-- Recorded data --
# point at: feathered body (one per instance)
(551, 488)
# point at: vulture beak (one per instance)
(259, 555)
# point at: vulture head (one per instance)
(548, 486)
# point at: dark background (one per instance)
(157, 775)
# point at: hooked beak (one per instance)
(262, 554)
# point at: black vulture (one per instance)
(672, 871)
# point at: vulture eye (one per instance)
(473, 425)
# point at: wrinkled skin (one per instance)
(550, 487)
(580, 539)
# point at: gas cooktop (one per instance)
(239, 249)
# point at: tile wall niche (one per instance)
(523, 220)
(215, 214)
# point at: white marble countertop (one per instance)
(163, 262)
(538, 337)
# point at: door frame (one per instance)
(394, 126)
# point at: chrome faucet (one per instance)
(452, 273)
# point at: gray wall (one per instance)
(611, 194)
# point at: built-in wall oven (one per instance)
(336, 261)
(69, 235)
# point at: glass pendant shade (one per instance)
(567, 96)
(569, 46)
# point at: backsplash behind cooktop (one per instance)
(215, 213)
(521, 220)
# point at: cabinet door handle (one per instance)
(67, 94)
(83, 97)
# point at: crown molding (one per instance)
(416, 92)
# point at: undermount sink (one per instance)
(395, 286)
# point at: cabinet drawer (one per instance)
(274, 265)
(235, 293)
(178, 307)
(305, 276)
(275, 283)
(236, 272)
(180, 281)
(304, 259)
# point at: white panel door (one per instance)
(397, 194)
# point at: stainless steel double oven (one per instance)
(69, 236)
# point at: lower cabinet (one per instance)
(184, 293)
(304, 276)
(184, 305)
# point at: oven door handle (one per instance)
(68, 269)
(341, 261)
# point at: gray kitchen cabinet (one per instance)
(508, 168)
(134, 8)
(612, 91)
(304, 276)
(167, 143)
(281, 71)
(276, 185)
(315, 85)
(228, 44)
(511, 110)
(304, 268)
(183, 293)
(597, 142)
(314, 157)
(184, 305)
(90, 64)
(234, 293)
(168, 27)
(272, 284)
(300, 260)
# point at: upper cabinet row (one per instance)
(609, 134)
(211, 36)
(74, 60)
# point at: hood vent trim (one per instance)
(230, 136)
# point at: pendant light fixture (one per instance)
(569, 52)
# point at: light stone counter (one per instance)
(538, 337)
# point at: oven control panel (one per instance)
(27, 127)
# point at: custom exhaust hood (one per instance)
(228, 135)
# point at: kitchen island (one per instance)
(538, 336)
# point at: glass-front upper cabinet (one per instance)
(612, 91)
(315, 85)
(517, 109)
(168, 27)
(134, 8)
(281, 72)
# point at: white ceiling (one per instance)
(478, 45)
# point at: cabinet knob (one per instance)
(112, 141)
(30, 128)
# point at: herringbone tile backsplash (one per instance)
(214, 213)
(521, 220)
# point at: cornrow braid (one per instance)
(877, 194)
---
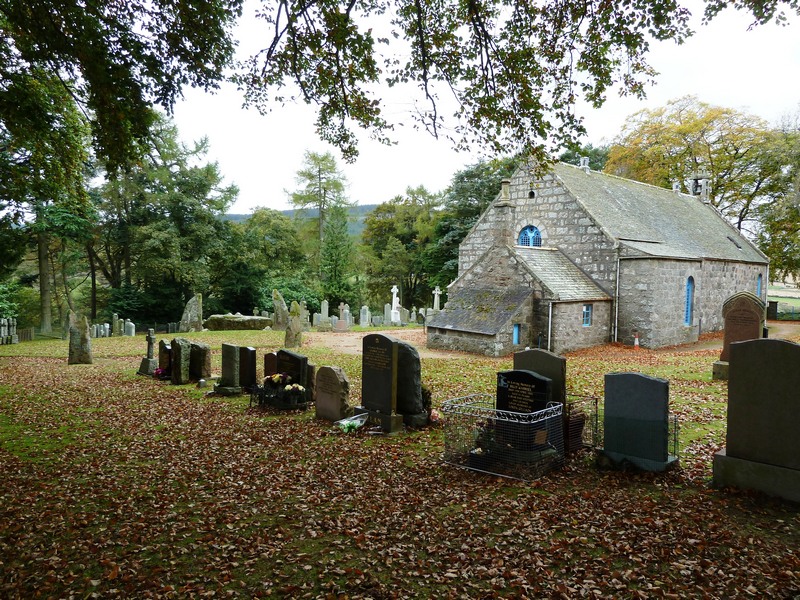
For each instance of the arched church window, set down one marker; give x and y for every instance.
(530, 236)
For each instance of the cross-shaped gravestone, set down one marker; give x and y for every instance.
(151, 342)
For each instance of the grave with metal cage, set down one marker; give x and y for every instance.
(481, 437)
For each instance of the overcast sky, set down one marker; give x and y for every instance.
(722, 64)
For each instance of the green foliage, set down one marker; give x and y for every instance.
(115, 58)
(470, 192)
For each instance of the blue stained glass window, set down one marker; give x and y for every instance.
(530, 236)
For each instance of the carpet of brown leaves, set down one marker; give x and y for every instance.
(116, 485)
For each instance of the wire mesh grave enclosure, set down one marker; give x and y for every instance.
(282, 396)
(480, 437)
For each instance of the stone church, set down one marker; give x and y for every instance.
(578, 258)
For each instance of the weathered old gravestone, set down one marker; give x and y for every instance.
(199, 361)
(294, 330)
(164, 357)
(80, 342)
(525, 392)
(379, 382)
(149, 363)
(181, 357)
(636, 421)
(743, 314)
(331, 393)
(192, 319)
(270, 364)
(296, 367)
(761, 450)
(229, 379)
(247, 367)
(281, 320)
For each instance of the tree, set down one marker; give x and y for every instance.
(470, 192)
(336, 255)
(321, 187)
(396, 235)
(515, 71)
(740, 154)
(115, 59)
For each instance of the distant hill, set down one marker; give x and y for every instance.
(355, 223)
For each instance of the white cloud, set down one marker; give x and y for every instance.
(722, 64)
---
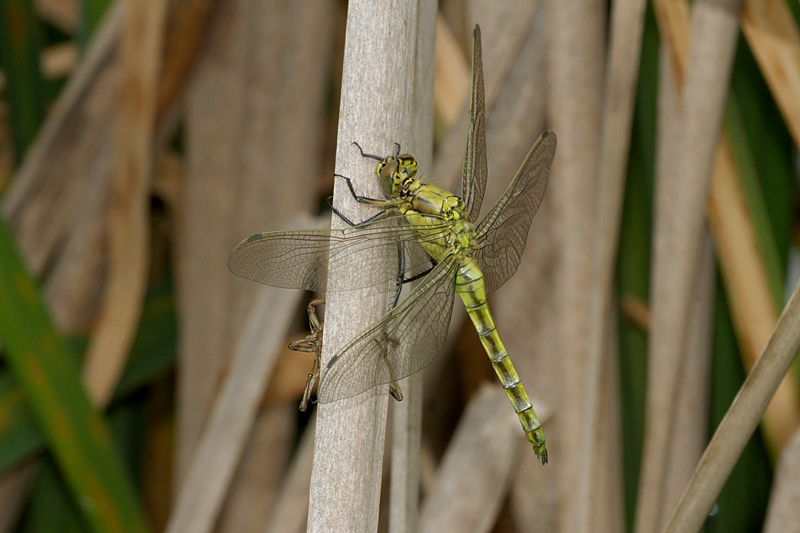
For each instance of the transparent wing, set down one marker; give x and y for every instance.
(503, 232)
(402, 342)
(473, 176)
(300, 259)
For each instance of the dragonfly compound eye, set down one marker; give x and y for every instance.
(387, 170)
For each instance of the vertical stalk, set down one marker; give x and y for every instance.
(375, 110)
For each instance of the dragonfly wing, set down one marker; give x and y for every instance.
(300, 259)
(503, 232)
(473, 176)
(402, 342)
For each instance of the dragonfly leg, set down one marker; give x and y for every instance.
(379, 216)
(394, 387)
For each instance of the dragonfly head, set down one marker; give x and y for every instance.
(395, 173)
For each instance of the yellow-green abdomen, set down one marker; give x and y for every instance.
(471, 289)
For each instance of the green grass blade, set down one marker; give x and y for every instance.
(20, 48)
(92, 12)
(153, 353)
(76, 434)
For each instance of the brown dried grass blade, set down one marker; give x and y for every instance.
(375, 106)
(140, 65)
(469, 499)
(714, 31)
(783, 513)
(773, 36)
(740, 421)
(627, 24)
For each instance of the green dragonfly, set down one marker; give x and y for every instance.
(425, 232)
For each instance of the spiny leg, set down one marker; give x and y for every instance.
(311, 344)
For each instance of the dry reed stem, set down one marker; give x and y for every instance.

-- Task to complete --
There is a line with "For each instance of the spiny" and a line with "For each instance of the dry" above. Copy exactly those two lines and all lines between them, with nothing else.

-- Task answer --
For each instance of the spiny leg, set down one marker; give x and y for every instance.
(311, 344)
For each instance of the dry reed stem, set down one marker; give x and y for every instance.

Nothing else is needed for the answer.